-- begin Passage --

What would be the best representation of a C/C++ function pointer (fp) in an UML structural diagram?

I'm thinking about using an interface element, may be even if 'degenerate' with the constraint of having at most a single operation declared.

I found some proposal in this document: C and UML Synchronization User Guide, Section 5.7.4. But this sounds quite cumbersome and not very useful in practice. Even if right from a very low level of semantic view. Here's a diagram showing their concept briefly:

IMHO in C and C++ function pointers are used as such a narrowed view of an interface which only provides a single function and it's signature. In C fp's would be used also to implement more complex interfaces declaring a struct containing a set of function pointers.

I think I can even manage to get my particular UML tool (Enterprise Architect) to forward generate the correct code, and synchronizing with code changes without harm.

My questions are:

1. Would declaration of fp's as part of interface elements in UML proivde a correct semantic view?

-- end Passage --
-- begin Data excerpts --

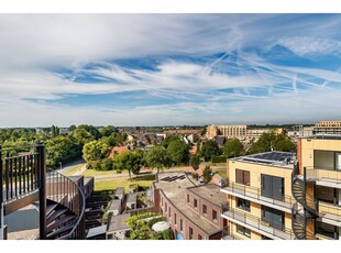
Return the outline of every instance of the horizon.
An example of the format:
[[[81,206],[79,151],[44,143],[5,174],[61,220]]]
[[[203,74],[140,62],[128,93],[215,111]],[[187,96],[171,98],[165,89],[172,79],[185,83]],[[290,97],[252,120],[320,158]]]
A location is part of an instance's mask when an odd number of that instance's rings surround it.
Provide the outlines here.
[[[309,13],[0,14],[0,127],[337,120],[340,24]]]

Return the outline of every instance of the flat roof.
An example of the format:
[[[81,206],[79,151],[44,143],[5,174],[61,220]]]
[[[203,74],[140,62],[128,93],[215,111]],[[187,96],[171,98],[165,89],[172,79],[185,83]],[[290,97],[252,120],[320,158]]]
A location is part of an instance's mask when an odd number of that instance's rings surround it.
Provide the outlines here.
[[[114,232],[120,230],[129,230],[125,220],[130,218],[130,213],[123,213],[120,216],[111,216],[108,232]]]
[[[227,202],[227,195],[221,193],[220,187],[213,184],[193,187],[188,190],[218,206]]]
[[[127,197],[127,202],[136,202],[138,193],[129,194]]]
[[[119,210],[120,207],[121,207],[121,199],[112,199],[109,207],[109,211]]]
[[[304,136],[301,139],[341,140],[341,134],[318,134],[312,136]]]
[[[253,155],[239,156],[231,161],[256,163],[261,165],[271,165],[284,168],[294,168],[296,153],[271,151]]]
[[[157,189],[162,189],[165,196],[169,199],[183,215],[185,215],[193,223],[198,226],[208,234],[219,232],[218,226],[199,216],[187,206],[186,195],[190,187],[196,186],[184,172],[163,172],[158,174],[158,182],[154,183]]]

-- end Data excerpts --

Tasks to perform:
1 - In the post about showing C/C++ function pointers in UML, what UML tool does the writer name?
2 - Take the post on function pointers in UML diagrams further, starting after its first numbered question.

The results:
1 - Enterprise Architect.

2 -
2. What kind of stereotype should be used for single fp declaration? At least I need to provide a typedef in code so this would be my guts choice.(I found this stereotype is proprietary for Enterprise Architect) and I need to define an appropriate stereotype to get the code generation adapted. Actually I have chosen the stereotype name 'delegate', does this have any implications or semantic collisions?
3. As for C++, would be nesting a 'delegate' sterotyped interface with in a class element enough to express a class member function pointer correctly?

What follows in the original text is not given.